Reproduce in full the lines between the one containing "like x=166, y=312." and the one containing "x=240, y=53", inclusive. Multiply only the answer coordinates by 1.1 and round them to whole numbers, with halves rounded up.

>> start Input records

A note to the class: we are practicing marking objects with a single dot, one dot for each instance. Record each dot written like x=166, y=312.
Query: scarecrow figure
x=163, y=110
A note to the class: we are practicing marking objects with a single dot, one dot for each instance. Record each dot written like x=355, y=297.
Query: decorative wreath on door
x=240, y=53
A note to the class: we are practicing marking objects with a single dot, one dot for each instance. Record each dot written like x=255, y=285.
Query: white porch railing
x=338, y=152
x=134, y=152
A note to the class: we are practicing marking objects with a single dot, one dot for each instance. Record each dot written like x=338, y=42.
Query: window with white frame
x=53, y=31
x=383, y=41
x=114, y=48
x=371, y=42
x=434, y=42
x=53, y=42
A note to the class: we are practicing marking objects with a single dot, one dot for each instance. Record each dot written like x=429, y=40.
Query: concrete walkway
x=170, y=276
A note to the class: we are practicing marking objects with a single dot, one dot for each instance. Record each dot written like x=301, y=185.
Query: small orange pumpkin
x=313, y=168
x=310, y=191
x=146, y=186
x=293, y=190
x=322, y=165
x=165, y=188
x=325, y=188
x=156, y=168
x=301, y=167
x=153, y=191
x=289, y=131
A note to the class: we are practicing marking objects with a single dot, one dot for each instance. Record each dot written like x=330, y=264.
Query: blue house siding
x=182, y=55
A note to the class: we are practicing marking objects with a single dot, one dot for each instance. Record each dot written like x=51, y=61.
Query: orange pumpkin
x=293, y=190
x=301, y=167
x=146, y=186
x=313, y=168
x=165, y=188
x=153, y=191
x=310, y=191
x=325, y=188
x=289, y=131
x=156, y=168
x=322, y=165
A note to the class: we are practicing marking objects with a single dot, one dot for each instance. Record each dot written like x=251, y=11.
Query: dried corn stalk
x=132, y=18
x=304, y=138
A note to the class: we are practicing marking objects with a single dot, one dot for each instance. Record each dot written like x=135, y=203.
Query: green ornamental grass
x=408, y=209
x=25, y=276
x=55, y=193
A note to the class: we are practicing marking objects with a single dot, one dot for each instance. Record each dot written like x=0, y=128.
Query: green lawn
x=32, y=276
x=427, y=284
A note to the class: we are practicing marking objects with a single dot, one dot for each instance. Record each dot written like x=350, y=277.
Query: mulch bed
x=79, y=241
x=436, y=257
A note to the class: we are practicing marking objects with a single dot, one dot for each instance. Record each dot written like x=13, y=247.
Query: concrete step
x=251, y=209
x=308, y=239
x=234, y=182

>> end Input records
>> start Input records

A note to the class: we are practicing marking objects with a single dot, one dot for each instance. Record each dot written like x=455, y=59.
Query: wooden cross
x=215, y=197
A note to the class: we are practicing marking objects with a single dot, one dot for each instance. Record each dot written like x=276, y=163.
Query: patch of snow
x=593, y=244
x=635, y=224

>> end Input records

# [Answer below]
A note to the class: we are practicing marking objects with a single dot, one dot for each instance. Record each dot written like x=166, y=312.
Query: scarecrow figure
x=179, y=121
A note to the class: we are practicing marking objects with a single dot, one dot for each instance. Record each dot written like x=355, y=297.
Query: decorative wreath on door
x=264, y=58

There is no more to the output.